WHAT IS NEEDED:
Every line of the material should be output exactly as written.

SOURCE RECORDS:

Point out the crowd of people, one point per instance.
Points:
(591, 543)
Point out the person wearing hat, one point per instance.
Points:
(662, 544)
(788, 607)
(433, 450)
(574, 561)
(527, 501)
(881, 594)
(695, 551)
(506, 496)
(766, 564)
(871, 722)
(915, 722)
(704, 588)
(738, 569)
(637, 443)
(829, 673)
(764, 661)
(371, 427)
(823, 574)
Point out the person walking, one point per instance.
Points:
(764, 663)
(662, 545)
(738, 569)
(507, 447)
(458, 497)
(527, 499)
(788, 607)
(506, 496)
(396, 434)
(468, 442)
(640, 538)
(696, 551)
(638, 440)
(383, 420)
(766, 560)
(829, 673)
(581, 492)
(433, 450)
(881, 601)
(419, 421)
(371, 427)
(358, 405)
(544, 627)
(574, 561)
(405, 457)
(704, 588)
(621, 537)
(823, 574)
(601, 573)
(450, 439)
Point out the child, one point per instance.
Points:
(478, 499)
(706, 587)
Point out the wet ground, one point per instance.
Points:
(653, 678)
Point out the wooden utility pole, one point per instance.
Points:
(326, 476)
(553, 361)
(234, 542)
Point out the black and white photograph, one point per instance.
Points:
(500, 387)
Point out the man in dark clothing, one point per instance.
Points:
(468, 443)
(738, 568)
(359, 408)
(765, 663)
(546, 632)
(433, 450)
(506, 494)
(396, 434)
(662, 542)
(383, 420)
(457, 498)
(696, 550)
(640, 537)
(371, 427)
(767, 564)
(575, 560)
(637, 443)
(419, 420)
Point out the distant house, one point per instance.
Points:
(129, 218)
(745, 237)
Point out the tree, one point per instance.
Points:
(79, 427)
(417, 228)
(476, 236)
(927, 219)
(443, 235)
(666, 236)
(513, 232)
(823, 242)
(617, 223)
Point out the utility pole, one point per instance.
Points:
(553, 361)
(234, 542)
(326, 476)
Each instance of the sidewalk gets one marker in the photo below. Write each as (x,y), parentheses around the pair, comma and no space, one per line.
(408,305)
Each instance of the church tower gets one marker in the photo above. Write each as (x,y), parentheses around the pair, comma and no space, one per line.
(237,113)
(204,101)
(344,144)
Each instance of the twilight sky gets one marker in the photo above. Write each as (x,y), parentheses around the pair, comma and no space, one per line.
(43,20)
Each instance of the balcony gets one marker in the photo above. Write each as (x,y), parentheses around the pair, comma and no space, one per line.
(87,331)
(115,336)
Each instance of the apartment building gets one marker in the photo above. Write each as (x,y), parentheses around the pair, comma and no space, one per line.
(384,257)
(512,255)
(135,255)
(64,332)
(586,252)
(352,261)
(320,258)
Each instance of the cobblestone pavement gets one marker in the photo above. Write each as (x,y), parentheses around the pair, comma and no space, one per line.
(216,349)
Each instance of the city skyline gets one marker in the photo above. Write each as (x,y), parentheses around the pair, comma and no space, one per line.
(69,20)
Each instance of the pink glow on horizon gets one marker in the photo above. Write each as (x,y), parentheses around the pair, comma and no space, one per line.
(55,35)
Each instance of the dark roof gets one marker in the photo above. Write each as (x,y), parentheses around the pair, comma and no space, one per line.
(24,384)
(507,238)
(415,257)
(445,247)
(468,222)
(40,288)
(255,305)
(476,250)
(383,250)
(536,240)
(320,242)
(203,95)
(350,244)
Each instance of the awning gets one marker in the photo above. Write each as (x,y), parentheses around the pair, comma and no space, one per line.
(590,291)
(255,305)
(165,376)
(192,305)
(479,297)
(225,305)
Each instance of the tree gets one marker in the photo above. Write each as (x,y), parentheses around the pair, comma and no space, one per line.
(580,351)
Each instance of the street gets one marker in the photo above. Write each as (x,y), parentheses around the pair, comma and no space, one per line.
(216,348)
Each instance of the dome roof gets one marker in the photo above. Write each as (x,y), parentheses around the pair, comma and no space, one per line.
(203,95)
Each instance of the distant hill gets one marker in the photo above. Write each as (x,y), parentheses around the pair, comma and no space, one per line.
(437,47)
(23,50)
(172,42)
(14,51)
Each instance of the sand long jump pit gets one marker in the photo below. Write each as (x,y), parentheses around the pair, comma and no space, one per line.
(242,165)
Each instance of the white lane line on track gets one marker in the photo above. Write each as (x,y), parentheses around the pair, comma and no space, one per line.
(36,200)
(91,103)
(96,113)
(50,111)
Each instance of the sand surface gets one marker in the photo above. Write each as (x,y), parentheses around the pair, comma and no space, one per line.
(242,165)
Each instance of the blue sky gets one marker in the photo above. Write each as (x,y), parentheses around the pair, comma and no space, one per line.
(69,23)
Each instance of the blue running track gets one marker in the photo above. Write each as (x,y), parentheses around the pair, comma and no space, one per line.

EXERCISE RESPONSE:
Point out the crowd of people, one point per instance.
Points:
(591, 543)
Point out the person wearing hat, one point per instance.
Points:
(662, 544)
(788, 607)
(433, 450)
(574, 561)
(527, 501)
(881, 594)
(695, 551)
(506, 496)
(766, 564)
(871, 722)
(915, 722)
(704, 588)
(738, 569)
(637, 443)
(829, 673)
(764, 661)
(371, 427)
(823, 574)
Point out the person walking, one point per instance.
Points:
(764, 663)
(662, 545)
(738, 569)
(507, 447)
(458, 497)
(527, 499)
(788, 607)
(506, 496)
(396, 434)
(468, 442)
(640, 538)
(696, 551)
(638, 440)
(383, 420)
(766, 560)
(829, 673)
(581, 492)
(433, 450)
(881, 601)
(419, 421)
(371, 427)
(358, 405)
(544, 627)
(574, 561)
(405, 457)
(704, 588)
(621, 537)
(823, 574)
(601, 573)
(450, 439)
Point out the child, one point per instance.
Points:
(478, 499)
(706, 587)
Point out the wet ground, one point per instance.
Points:
(653, 678)
Point out the wooden utility pole, one point per instance.
Points:
(326, 476)
(553, 361)
(234, 542)
Point out the black and white photograph, one point per instance.
Points:
(500, 387)
Point out the man in dark clothing, one point per instance.
Points:
(468, 443)
(738, 568)
(359, 408)
(765, 663)
(546, 632)
(433, 450)
(506, 494)
(396, 434)
(662, 542)
(383, 420)
(457, 498)
(696, 550)
(640, 537)
(371, 427)
(767, 564)
(575, 560)
(637, 443)
(419, 420)
Point out the distant house, one point per instance.
Points:
(129, 218)
(745, 237)
Point out the tree, one point per instance.
Points:
(79, 427)
(417, 228)
(476, 236)
(927, 219)
(443, 235)
(666, 236)
(513, 232)
(823, 242)
(617, 223)
Point out the utility pole, one point per instance.
Points:
(553, 361)
(234, 542)
(326, 476)
Each instance of the sidewalk gets one marker in the photo below. Write each as (x,y), parentheses around the pair, comma and no space, one per line.
(408,305)
Each instance of the church tower gets one marker in the photo above. Write each as (x,y), parentheses around the pair, comma and no space, one per line.
(237,113)
(204,101)
(344,144)
Each instance of the twilight sky gets one marker in the photo above. Write each as (x,y), parentheses around the pair, comma and no space, one per line.
(43,20)
Each instance of the balcony gets one marker in the photo above. Write each as (x,y), parentheses around the pair, comma and no space, one per line.
(87,331)
(115,336)
Each instance of the apartment building gets one marker in the photo above. Write each as (x,y), parentheses around the pair, comma and no space, one per line.
(384,257)
(512,255)
(135,255)
(64,332)
(586,252)
(352,261)
(320,258)
Each instance of the cobblestone pavement gets one marker in the photo above. Write each as (x,y), parentheses around the pair, comma and no space, one per line.
(216,349)
Each instance of the city skyline gets one marker in the photo above. Write each as (x,y), parentheses around the pair, comma and no space, one per line.
(69,20)
Each instance of the pink glow on horizon gets one marker in the photo above. Write each as (x,y), parentheses around the pair, comma and no space, one per line.
(55,35)
Each instance of the dark roof gets one marker in the photo above. Write each as (x,y), parentheses around the pair, comma and no space, one per line.
(24,384)
(507,238)
(415,257)
(445,247)
(468,222)
(40,288)
(255,305)
(476,250)
(383,250)
(536,240)
(320,242)
(203,95)
(350,244)
Each instance of the awning gets one marker in the photo above. Write each as (x,y), parentheses around the pair, comma and no space, one per line.
(590,291)
(255,305)
(165,376)
(192,305)
(479,297)
(225,305)
Each instance of the tree gets one marker in the photo above. Write each as (x,y), parentheses around the pair, comma and no space, one per line.
(580,351)
Each instance of the street gets one marker in the photo above. Write each as (x,y), parentheses around the pair, comma and no space, one per line.
(216,348)
Each instance of the dome roof gets one marker in the photo above. Write each as (x,y), parentheses around the pair, comma and no space, one per line.
(203,95)
Each instance of the distant hill gets one marker in the photo above. Write each as (x,y), parentheses around the pair, comma and no space, one per line.
(437,47)
(23,50)
(172,42)
(14,51)
Each instance of the sand long jump pit gets one marker in the photo below. Write each as (x,y), parentheses around the pair, comma and no space, one per line.
(242,165)
Each instance of the white lane line on track gets one marker in the photo above. Write each as (x,y), parentheses around the pair, comma and no space, one per line.
(36,200)
(91,103)
(96,113)
(50,111)
Each instance of the sand surface gets one marker in the photo above. Write each as (x,y), parentheses around the pair, comma and no space, one per line.
(242,165)
Each instance of the blue sky gets one marker in the photo above. Write each as (x,y), parentheses around the pair, comma and no space, one per line.
(69,23)
Each instance of the blue running track gets one marker in the photo above. Write each as (x,y), parentheses around the pair, comma and no space, one per line.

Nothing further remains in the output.